--- PAGE EXTRACT ---
^^^^
On May 15, Vertex, the Boston biotech best known for its portfolio of drugs to treat cystic fibrosis, announced it will pay Kymera $70 million up front to collaborate on research and development of potential drugs to treat a range of diseases.

The four-year partnership is focused on inflammatory disorders and cancers, but the underlying science could apply to a broad range of illnesses, executives at both companies said. Kymera wants to develop drugs based on Nobel Prize-winning insights into how the body eliminates disease-causing proteins.


When the partnership was announced, Mark Bunnage, senior vice president and site head for Boston research at Vertex, said Vertex executives were impressed with Kymera’s “compelling technology platform.”

Kymera was co-founded in 2016 by Atlas Venture. It has raised nearly $100 million in venture capital and signed an agreement last year to collaborate with GlaxoSmithKline. The financial terms of that deal were not disclosed.

Kymera wants to use the body’s innate ability to break down and recycle proteins and redirect it to target untreatable diseases. Its trademark approach, called Pegasus, is “disease agnostic,” meaning it could apply to many conditions.

The approach is based on insights that led to the 2004 Nobel Prize in chemistry awarded to two scientists in Israel and one in the United States.

After the collaboration with Vertex was announced, Audoly said he was thrilled to be working with one of the state’s biggest homegrown drug makers.


“Having the opportunity to partner with a sophisticated pharma company such as Vertex that’s really pushing the boundaries of innovation and trying to access new modalities is something we’re very excited about,” Audoly said in an interview at the time.

Vertex is best known for its drugs Kalydeco, Orkambi, and Symdeko — medicines used to treat cystic fibrosis. The rare genetic illness attacks the lungs and other organs.

Kymera also said Monday that Bruce Jacobs, a health care financial services veteran, has joined the biotech as chief financial officer.
^^^^
--- DATASET RECORDS ---
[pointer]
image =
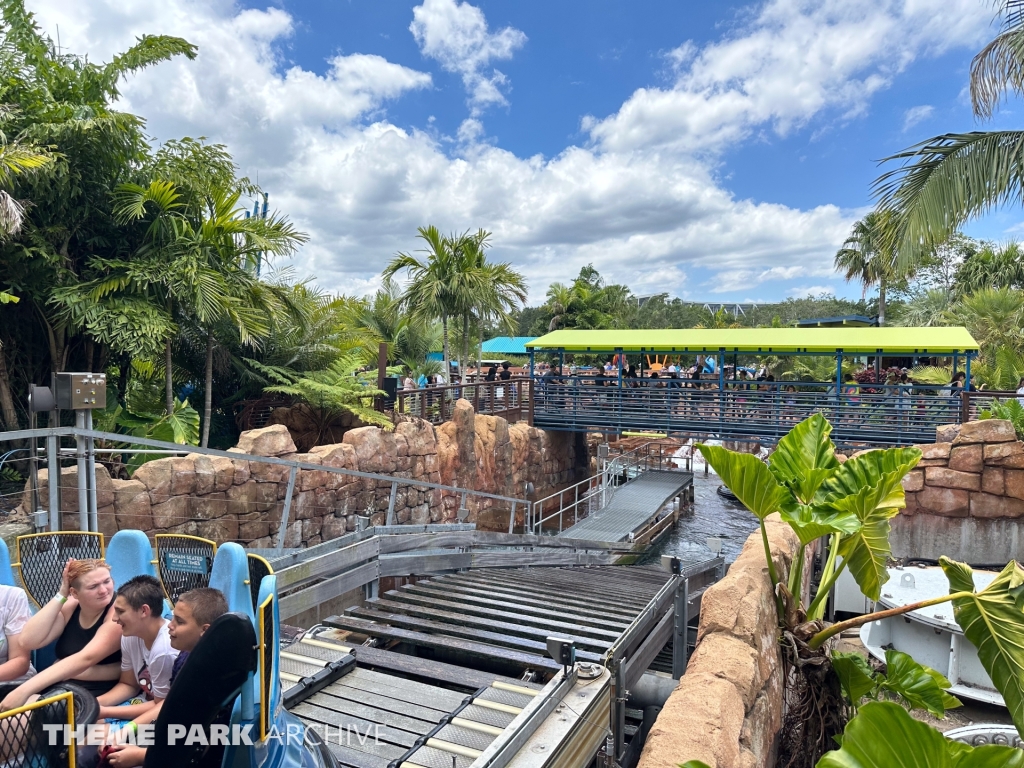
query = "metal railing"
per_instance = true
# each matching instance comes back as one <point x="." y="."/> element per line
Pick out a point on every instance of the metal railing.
<point x="510" y="399"/>
<point x="592" y="495"/>
<point x="86" y="488"/>
<point x="876" y="414"/>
^^^^
--- TASK OBJECTIVE ---
Print everything in the article on the Vertex–Kymera partnership from "After the collaboration" down to "chief financial officer.", word for word. Rely solely on the article on the Vertex–Kymera partnership.

--- OUTPUT OF THE TASK ---
After the collaboration with Vertex was announced, Audoly said he was thrilled to be working with one of the state’s biggest homegrown drug makers.


“Having the opportunity to partner with a sophisticated pharma company such as Vertex that’s really pushing the boundaries of innovation and trying to access new modalities is something we’re very excited about,” Audoly said in an interview at the time.

Vertex is best known for its drugs Kalydeco, Orkambi, and Symdeko — medicines used to treat cystic fibrosis. The rare genetic illness attacks the lungs and other organs.

Kymera also said Monday that Bruce Jacobs, a health care financial services veteran, has joined the biotech as chief financial officer.